Assignment — From the very first line of the data to the line containing "positive clicks: (406, 71)", retype everything exactly, leaving the pictures behind.

Input data —

■ ■ ■ ■ ■

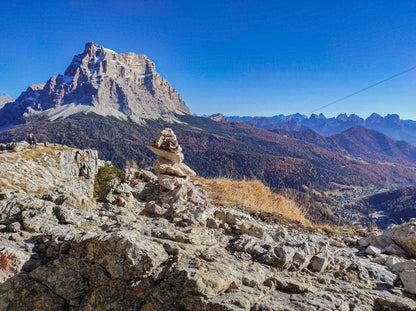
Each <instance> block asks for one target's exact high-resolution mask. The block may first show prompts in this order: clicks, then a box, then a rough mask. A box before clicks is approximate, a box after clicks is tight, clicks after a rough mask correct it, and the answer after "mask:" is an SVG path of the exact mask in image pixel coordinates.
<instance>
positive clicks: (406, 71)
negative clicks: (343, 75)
mask: <svg viewBox="0 0 416 311" xmlns="http://www.w3.org/2000/svg"><path fill="white" fill-rule="evenodd" d="M415 69H416V66H413V67H410V68H408V69H406V70H404V71H401V72H399V73H396V74H394V75H392V76H390V77H388V78H386V79H383V80H381V81H378V82H376V83H373V84H371V85H369V86H366V87H365V88H362V89H360V90H358V91H355V92H353V93H351V94H348V95H346V96H344V97H341V98H338V99H336V100H334V101H332V102H330V103H329V104H326V105H323V106H321V107H318V108H316V109H315V110H312V111H311V112H309V113H310V114H311V113H314V112H316V111H318V110H321V109H323V108H326V107H328V106H331V105H334V104H336V103H339V102H340V101H343V100H346V99H348V98H350V97H352V96H354V95H357V94H359V93H362V92H364V91H367V90H368V89H371V88H373V87H375V86H377V85H380V84H382V83H384V82H387V81H389V80H392V79H394V78H396V77H398V76H401V75H404V74H406V73H408V72H410V71H412V70H415Z"/></svg>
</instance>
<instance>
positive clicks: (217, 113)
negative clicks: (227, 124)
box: [208, 113, 228, 123]
mask: <svg viewBox="0 0 416 311" xmlns="http://www.w3.org/2000/svg"><path fill="white" fill-rule="evenodd" d="M208 118H209V119H211V120H213V121H216V122H221V123H225V122H228V121H227V119H226V118H225V117H224V115H223V114H221V113H216V114H213V115H210V116H209V117H208Z"/></svg>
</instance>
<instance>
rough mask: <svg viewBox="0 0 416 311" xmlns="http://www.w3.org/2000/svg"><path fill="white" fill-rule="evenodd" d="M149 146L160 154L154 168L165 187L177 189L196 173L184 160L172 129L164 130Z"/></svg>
mask: <svg viewBox="0 0 416 311" xmlns="http://www.w3.org/2000/svg"><path fill="white" fill-rule="evenodd" d="M147 147H148V148H149V149H150V150H152V151H153V152H154V153H155V154H156V155H158V158H157V160H156V161H155V163H154V165H153V168H154V169H155V171H156V172H157V173H158V181H159V183H160V185H161V186H162V187H163V188H164V189H167V190H174V189H177V188H178V187H180V186H181V185H183V184H184V183H185V182H186V181H187V180H188V179H189V177H191V176H195V175H196V173H195V172H194V171H193V170H192V169H191V168H189V167H188V166H187V165H186V164H184V163H183V162H182V161H183V159H184V157H183V153H182V148H181V146H180V145H179V143H178V140H177V138H176V135H175V133H174V132H173V131H172V129H170V128H165V129H164V130H162V131H161V132H160V137H159V139H158V140H157V141H151V142H150V144H149V145H148V146H147Z"/></svg>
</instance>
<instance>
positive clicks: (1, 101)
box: [0, 94, 14, 109]
mask: <svg viewBox="0 0 416 311" xmlns="http://www.w3.org/2000/svg"><path fill="white" fill-rule="evenodd" d="M13 101H14V100H13V98H11V97H10V96H9V95H7V94H3V95H1V96H0V109H1V108H2V107H3V106H4V105H5V104H7V103H11V102H13Z"/></svg>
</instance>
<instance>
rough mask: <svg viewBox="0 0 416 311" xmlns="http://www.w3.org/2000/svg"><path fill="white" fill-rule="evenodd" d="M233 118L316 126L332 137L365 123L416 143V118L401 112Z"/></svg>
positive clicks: (257, 124) (292, 124) (256, 120)
mask: <svg viewBox="0 0 416 311" xmlns="http://www.w3.org/2000/svg"><path fill="white" fill-rule="evenodd" d="M226 119H227V120H229V121H240V122H246V123H250V124H253V125H254V126H255V127H258V128H264V129H269V130H275V129H284V130H288V131H301V130H305V129H308V128H310V129H314V130H316V131H318V132H319V133H320V134H322V135H325V136H329V135H333V134H338V133H341V132H343V131H346V130H348V129H350V128H352V127H354V126H363V127H366V128H368V129H372V130H376V131H379V132H381V133H383V134H385V135H387V136H389V137H391V138H394V139H395V140H404V141H407V142H408V143H410V144H412V145H416V121H411V120H401V119H400V117H399V116H398V115H397V114H388V115H387V116H385V117H382V116H380V115H379V114H377V113H373V114H372V115H371V116H369V117H368V118H367V119H363V118H361V117H359V116H357V115H356V114H351V115H347V114H345V113H343V114H340V115H338V116H337V117H334V118H326V117H325V116H324V115H323V114H319V115H317V114H312V115H311V116H310V117H308V116H306V115H302V114H299V113H296V114H292V115H288V116H285V115H282V114H281V115H277V116H273V117H239V116H229V117H226Z"/></svg>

■ ■ ■ ■ ■

Response to this exercise —
Each <instance> block asks for one target's exact high-resolution mask. The block may first show prompts in this order: clicks, then a box, then a rough mask. A box before clicks is approximate, a box after clicks is tight, clicks after a rough mask correct it, and the answer after "mask:" is an SVG path of the exact mask in image pixel coordinates.
<instance>
positive clicks: (406, 71)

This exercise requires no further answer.